- **Passage given**
NPDES Permit Requirement
Since 1994, discharges associated with industrial activity have required compliance with an NPDES Stormwater Permit. Industries falling within one of the Standard Industrial Classification Codes need a permit for stormwater discharge associated with industrial activities at facilities such as plant yards, access roads, rail lines used to carry material and products, material handling sites, refuse sites, shipping and receiving areas, storage areas for raw materials and products, and areas where industrial activity has occurred in the past where significant materials remain and are exposed to rainfall.
Most industries seek coverage under one of several General Permits available for various categories of regulated industrial activity such as: heavy manufacturing including paper mills, chemical plants, refineries, steel mills; coal and mineral mining; hazardous waste treatment, storage and disposal facilities; landfills and dumps holding industrial waste; metal scrapyards, automobile salvage and junkyards; battery reclaimers; power generating plants; transportation facilities; and light manufacturing including food processing, printing and publishing, public warehousing and storage, and electronic equipment manufacturing.
Enforcement
The EPA has authorized most states to implement the NPDES stormwater permitting program while retaining concurrent enforcement jurisdiction. In North Carolina, the Department of Environmental Quality administers the program through the Division of Energy, Minerals, and Land Resources ("DEMLR"). General Permit terms and conditions typically are a combination of stormwater pollution prevention plans ("SWPPP"), monitoring, and numeric effluent limitations.

- **Problems and tasks**
[1] According to the permit passage, which agency administers the NPDES stormwater program in North Carolina, and through which division?
[2] Repeat word for word the part of the permit passage that opens with the words containing "Most industries seek" and closes with "electronic equipment manufacturing.".
The listing after the permit passage is separate material.

- **Extracted material**
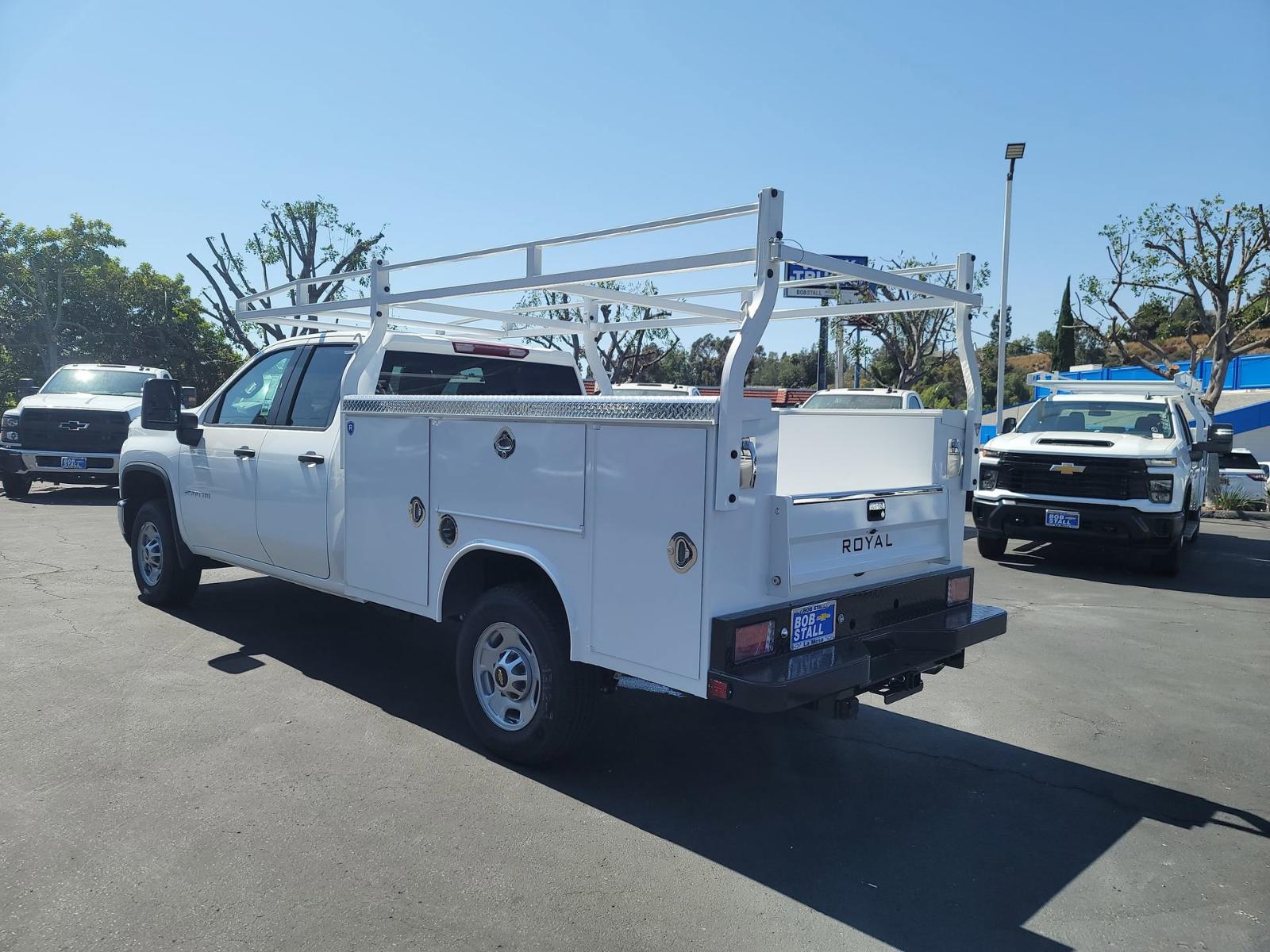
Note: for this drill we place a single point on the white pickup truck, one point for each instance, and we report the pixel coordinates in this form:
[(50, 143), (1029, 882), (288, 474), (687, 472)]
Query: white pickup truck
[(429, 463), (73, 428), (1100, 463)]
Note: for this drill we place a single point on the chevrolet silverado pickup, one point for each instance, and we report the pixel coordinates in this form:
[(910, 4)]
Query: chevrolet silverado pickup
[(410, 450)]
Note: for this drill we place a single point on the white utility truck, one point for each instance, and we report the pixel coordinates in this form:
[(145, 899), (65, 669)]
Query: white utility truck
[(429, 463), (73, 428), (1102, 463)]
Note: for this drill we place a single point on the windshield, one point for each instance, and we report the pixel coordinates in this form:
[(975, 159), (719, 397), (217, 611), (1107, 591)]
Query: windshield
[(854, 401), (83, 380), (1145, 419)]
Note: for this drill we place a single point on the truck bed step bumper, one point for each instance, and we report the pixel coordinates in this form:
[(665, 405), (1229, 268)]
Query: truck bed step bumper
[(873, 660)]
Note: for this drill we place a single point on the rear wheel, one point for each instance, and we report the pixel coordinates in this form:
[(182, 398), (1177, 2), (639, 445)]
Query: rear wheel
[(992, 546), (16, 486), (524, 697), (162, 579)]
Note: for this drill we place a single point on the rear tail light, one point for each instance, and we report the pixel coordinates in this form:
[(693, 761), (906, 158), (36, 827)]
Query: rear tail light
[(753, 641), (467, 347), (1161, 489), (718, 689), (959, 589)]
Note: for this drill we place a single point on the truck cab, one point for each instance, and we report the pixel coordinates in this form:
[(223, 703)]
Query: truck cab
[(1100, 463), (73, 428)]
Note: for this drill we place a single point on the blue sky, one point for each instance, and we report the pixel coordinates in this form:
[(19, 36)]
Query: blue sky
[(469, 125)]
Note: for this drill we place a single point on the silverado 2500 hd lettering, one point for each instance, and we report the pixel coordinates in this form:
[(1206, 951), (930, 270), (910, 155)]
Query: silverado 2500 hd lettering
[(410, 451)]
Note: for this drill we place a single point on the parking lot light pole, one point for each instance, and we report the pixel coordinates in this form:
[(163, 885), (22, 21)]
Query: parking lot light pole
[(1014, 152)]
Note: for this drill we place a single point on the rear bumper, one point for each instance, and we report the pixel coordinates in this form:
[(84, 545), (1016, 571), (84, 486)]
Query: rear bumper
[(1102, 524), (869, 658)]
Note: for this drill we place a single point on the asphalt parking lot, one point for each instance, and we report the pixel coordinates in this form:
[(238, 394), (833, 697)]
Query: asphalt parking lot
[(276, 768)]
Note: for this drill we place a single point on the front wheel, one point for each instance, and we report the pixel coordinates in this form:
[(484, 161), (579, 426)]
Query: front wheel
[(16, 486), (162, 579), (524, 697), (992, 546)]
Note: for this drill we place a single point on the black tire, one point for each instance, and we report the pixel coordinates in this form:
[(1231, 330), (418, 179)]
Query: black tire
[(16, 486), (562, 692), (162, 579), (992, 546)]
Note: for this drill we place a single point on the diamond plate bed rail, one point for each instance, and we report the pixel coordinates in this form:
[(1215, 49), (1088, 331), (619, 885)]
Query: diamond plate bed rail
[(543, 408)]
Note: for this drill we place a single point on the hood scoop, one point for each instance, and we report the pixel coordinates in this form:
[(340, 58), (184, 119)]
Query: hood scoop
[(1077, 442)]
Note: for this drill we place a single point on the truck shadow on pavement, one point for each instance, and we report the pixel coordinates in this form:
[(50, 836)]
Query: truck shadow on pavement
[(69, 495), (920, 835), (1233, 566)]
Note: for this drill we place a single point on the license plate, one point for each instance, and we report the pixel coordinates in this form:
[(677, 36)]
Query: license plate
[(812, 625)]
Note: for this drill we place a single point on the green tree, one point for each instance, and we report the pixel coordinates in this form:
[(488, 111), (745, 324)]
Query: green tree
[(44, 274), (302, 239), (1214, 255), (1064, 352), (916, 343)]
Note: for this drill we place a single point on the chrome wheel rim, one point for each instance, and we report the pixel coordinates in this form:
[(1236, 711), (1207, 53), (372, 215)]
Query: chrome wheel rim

--

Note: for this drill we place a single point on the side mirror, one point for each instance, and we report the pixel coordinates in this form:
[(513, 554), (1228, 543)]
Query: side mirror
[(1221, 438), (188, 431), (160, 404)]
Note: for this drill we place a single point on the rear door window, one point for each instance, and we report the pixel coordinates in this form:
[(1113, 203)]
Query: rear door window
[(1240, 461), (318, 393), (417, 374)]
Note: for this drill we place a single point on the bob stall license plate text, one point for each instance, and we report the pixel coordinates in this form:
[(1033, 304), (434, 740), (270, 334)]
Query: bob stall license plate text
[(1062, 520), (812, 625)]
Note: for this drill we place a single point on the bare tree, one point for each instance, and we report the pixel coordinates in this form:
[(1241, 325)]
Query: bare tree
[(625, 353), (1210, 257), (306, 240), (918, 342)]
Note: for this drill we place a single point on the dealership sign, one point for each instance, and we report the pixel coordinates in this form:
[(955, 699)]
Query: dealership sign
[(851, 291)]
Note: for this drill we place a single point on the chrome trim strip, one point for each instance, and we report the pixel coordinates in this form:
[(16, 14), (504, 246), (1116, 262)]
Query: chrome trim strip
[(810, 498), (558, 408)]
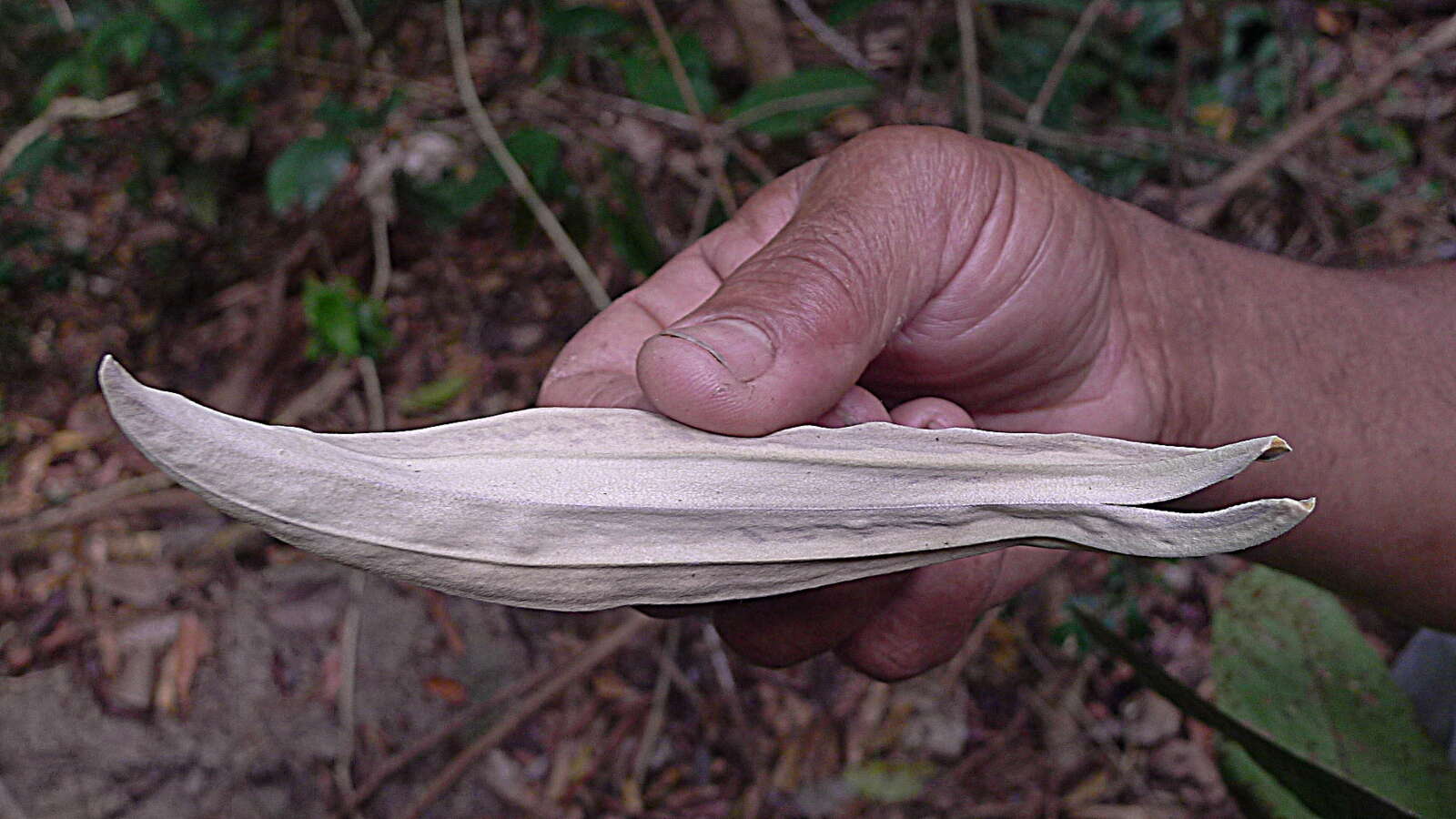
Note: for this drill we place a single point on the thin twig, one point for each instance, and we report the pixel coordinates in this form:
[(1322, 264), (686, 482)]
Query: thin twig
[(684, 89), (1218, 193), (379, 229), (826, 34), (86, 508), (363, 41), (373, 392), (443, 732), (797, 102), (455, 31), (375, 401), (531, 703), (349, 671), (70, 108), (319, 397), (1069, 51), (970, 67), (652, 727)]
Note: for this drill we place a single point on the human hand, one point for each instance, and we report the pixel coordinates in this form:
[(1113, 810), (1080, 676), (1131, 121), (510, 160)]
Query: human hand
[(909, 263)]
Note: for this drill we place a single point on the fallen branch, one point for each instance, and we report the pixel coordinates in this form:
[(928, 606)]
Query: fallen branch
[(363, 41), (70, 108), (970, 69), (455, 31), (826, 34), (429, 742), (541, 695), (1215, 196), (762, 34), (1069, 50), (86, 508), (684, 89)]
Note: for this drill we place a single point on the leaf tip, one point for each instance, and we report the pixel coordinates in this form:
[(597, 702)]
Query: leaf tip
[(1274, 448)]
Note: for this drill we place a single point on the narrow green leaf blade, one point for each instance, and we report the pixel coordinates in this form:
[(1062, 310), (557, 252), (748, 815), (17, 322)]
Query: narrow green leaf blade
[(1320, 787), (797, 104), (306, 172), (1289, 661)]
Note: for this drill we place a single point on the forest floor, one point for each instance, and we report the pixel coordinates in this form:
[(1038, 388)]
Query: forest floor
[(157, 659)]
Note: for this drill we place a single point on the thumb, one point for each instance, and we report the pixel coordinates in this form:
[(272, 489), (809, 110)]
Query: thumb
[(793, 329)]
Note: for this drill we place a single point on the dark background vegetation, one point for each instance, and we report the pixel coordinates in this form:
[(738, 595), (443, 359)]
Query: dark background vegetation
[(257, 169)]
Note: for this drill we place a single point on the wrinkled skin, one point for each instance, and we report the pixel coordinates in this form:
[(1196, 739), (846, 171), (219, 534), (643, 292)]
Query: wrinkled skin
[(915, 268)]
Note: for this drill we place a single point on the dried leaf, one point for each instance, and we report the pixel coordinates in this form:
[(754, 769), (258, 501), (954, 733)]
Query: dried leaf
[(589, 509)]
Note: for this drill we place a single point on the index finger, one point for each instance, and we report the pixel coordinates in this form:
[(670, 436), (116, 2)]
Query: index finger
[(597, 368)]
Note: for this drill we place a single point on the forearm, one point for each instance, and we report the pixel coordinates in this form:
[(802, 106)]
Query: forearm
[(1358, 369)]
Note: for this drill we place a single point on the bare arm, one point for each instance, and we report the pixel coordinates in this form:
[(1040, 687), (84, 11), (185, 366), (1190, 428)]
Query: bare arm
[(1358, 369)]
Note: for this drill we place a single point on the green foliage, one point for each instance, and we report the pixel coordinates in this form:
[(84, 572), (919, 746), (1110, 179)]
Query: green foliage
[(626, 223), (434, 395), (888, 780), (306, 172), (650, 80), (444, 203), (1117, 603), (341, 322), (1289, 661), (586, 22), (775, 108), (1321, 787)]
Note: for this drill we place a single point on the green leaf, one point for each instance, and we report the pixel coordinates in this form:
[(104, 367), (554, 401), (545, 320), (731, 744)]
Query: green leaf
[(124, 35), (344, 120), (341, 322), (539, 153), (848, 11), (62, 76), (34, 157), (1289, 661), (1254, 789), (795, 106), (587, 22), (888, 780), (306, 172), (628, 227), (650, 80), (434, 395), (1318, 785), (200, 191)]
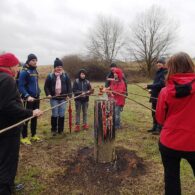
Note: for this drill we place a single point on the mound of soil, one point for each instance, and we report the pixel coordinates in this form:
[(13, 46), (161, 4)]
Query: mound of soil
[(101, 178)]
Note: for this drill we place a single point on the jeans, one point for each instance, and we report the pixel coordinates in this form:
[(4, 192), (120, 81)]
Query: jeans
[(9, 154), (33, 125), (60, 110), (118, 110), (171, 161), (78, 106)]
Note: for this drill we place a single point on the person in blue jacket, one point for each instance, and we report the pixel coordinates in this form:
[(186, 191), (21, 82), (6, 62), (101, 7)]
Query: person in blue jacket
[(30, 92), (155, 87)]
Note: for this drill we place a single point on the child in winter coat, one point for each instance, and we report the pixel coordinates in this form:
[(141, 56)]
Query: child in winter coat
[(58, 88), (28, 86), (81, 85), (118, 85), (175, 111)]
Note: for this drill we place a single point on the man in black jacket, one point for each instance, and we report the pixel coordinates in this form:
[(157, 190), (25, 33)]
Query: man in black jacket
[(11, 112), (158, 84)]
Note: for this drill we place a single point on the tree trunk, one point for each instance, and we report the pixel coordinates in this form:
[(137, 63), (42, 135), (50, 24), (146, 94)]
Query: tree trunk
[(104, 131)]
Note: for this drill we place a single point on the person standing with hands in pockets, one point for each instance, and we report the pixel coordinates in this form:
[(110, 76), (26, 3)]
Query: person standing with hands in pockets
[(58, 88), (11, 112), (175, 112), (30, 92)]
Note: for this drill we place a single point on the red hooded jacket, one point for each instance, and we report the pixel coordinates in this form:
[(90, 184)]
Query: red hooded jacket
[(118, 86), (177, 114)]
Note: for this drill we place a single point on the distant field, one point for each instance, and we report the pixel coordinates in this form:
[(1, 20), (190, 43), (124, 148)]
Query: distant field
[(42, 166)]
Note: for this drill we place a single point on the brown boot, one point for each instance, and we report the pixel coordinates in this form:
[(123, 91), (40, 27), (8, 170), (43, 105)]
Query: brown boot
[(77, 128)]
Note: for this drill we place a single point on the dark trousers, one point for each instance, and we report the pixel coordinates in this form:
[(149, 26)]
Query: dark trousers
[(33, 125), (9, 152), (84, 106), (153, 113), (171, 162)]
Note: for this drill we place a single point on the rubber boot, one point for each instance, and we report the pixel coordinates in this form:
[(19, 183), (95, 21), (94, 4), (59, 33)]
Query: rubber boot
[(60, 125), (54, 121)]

- **The answers**
[1] The Department of Environmental Quality administers it through the Division of Energy, Minerals, and Land Resources (DEMLR).

[2]
Most industries seek coverage under one of several General Permits available for various categories of regulated industrial activity such as: heavy manufacturing including paper mills, chemical plants, refineries, steel mills; coal and mineral mining; hazardous waste treatment, storage and disposal facilities; landfills and dumps holding industrial waste; metal scrapyards, automobile salvage and junkyards; battery reclaimers; power generating plants; transportation facilities; and light manufacturing including food processing, printing and publishing, public warehousing and storage, and electronic equipment manufacturing.